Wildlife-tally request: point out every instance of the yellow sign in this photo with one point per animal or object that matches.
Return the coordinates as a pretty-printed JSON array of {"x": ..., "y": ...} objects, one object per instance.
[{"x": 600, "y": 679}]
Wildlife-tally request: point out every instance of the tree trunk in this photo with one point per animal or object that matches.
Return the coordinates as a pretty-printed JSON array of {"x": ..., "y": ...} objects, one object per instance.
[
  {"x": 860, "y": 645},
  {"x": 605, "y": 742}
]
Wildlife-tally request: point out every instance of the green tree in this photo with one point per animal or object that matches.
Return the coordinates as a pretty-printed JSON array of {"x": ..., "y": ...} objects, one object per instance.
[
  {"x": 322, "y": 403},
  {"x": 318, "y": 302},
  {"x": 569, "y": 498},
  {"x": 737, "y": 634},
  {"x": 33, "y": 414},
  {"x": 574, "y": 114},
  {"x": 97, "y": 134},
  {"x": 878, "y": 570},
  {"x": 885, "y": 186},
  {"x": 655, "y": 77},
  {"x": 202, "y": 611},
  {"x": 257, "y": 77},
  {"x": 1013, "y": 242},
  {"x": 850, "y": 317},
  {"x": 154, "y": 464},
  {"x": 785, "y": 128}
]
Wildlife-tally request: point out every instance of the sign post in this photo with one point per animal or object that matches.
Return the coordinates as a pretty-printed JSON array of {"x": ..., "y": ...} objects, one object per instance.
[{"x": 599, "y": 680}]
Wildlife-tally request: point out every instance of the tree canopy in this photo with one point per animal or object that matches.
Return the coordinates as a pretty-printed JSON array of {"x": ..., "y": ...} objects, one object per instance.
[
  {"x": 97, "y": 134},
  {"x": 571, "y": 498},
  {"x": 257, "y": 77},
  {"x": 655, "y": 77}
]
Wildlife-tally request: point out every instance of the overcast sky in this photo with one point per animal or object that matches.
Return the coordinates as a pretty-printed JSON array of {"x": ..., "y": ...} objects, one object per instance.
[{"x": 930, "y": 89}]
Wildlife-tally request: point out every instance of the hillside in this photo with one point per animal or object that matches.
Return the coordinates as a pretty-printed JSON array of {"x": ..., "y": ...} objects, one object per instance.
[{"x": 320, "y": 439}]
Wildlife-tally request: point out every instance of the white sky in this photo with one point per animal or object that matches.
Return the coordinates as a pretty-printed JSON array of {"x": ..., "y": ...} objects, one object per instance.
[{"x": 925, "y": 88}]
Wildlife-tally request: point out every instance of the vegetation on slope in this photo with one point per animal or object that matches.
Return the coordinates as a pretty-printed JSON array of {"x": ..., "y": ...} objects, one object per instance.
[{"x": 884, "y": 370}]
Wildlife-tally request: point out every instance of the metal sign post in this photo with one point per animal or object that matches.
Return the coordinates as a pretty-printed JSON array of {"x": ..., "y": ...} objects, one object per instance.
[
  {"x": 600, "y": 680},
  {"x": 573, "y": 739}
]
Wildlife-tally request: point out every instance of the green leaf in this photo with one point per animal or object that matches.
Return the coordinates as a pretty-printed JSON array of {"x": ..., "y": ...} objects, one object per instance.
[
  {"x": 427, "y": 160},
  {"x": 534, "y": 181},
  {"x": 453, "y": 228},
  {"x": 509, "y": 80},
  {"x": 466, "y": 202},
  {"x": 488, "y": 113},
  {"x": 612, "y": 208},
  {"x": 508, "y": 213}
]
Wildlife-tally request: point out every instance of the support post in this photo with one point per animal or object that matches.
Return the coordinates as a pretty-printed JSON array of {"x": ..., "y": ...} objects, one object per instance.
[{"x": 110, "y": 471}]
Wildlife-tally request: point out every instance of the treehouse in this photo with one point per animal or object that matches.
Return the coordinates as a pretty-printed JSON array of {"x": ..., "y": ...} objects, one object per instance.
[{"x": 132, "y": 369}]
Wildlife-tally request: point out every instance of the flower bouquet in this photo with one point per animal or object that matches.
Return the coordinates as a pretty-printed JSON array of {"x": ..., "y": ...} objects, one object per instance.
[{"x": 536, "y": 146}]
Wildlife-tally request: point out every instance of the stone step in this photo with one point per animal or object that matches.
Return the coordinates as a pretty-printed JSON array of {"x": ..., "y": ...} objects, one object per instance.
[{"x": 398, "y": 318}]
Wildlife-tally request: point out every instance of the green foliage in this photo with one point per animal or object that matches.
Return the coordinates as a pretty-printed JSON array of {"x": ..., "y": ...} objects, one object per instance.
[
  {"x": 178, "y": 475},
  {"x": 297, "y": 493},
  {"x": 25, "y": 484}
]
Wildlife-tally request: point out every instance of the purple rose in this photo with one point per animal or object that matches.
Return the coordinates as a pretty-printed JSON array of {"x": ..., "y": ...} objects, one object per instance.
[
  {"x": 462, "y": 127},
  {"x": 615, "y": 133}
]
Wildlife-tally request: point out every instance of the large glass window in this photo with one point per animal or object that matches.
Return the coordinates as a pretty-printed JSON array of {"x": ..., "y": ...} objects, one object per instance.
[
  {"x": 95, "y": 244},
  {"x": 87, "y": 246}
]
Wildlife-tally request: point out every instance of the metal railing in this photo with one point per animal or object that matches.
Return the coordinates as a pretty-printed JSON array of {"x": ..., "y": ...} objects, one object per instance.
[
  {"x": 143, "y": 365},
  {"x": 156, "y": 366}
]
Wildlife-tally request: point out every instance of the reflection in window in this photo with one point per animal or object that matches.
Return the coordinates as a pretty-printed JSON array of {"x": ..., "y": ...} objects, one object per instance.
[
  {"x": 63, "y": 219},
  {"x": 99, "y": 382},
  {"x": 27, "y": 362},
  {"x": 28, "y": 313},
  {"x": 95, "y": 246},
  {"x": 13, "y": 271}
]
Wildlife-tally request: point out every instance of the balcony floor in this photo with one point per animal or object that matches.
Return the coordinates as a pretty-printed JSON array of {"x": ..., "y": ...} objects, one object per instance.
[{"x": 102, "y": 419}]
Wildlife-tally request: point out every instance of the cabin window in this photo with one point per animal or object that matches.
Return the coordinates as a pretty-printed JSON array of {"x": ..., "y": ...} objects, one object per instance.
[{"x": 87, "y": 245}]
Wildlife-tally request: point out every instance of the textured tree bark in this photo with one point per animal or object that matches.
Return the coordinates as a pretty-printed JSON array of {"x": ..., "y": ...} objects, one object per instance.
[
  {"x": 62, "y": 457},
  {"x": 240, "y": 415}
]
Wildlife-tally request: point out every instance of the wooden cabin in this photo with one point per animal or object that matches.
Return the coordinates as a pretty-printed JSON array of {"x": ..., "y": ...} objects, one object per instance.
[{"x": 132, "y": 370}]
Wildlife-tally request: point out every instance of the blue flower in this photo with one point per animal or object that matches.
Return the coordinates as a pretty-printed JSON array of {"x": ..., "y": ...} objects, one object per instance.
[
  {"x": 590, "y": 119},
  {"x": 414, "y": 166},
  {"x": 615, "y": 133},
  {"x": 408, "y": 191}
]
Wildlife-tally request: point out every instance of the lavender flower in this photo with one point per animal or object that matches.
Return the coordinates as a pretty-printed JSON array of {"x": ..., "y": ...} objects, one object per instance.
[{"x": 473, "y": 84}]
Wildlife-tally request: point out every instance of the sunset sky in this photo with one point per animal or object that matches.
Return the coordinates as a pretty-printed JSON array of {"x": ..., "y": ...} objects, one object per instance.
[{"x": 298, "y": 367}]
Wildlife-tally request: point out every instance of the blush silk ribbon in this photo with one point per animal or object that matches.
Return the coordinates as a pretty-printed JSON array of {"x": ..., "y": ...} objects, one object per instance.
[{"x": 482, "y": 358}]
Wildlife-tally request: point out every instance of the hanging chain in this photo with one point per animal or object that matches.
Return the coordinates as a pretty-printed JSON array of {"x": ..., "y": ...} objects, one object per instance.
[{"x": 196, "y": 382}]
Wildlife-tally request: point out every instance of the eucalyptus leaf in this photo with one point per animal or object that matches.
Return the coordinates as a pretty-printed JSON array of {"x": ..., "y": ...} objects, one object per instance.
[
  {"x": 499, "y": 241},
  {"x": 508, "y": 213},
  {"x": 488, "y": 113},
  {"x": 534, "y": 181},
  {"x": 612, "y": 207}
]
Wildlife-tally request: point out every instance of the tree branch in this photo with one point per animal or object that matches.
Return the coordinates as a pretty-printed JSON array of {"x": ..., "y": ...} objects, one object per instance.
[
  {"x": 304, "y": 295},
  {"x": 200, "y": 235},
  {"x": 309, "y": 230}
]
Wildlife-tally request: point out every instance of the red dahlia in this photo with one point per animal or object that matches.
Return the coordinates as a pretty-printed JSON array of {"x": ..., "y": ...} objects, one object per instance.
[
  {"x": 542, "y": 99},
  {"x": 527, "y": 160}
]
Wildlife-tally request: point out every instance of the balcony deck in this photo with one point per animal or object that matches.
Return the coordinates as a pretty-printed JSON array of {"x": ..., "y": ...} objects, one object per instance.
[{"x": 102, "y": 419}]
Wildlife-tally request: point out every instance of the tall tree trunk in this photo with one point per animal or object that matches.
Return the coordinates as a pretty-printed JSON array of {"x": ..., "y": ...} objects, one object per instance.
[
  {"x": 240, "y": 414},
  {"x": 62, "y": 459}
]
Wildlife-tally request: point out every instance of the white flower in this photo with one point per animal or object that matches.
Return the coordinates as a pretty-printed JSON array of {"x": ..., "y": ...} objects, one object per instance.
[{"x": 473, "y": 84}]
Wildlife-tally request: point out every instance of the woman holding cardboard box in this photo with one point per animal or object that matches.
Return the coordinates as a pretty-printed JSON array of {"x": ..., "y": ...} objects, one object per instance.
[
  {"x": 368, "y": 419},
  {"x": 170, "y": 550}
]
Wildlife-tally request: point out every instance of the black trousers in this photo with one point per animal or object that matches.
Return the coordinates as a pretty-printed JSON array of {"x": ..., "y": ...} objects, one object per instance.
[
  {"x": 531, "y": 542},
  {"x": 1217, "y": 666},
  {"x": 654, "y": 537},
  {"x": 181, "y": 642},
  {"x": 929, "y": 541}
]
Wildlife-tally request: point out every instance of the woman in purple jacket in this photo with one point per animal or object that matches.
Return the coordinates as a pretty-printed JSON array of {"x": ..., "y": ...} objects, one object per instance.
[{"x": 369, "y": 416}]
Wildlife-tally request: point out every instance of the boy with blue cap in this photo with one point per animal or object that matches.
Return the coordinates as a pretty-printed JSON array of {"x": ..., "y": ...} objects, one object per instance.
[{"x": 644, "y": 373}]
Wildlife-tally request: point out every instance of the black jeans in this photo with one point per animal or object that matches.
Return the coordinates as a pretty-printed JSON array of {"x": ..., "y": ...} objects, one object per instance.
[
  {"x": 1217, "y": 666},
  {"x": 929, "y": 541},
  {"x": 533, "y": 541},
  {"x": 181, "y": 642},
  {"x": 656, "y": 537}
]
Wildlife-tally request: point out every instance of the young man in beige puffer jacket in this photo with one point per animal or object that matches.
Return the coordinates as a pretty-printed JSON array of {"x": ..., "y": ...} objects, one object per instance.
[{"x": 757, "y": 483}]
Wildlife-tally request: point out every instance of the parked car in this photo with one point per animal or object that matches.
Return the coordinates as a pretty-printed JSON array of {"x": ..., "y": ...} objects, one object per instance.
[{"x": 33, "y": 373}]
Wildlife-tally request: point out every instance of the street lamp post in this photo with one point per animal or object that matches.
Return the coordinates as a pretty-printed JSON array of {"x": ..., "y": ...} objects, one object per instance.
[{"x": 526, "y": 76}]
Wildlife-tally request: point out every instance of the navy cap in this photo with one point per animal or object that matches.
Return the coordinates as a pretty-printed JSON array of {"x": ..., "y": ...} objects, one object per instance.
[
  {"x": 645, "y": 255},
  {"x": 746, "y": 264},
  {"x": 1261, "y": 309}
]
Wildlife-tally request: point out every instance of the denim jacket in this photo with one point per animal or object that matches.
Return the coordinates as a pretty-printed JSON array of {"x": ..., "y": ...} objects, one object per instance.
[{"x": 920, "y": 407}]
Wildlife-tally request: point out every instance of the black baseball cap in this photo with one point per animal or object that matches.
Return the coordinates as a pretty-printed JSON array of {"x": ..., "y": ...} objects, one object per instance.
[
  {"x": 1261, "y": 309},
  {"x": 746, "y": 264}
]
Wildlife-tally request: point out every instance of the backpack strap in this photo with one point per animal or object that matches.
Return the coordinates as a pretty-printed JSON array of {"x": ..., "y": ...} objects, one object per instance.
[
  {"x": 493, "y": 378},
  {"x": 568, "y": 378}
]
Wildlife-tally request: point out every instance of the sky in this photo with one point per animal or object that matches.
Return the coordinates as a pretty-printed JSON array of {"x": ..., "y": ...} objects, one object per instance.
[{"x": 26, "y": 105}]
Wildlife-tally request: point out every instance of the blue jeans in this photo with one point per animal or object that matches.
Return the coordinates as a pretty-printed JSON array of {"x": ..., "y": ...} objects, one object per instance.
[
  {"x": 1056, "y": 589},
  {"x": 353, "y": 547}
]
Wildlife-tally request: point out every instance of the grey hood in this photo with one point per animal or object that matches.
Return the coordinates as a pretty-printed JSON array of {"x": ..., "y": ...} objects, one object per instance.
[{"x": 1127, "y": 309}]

++++++++++++++++++++

◆ **Task brief**
Quote the data above from the line containing "Wildlife-tally request: point out every instance of the street" to the line containing "Wildlife-tally request: point out every instance of the denim", inclusive, and stop.

◆ **Response to the task**
Wildlife-tally request: point out every instance of the street lamp post in this photo with one point per animal or object that matches.
Return the coordinates as a pretty-printed JSON array of {"x": ..., "y": ...} objects, one object per instance.
[{"x": 526, "y": 76}]
Wildlife-tally request: point out every instance of the navy cap in this photo with one point per animal or object that matches.
Return the coordinates as a pretty-printed JSON array of {"x": ..., "y": ...} objects, one object per instance.
[
  {"x": 645, "y": 255},
  {"x": 746, "y": 264},
  {"x": 1261, "y": 309}
]
Wildlife-tally request: point out every instance of the denim jacket in this photo with one point per animal or object that matches.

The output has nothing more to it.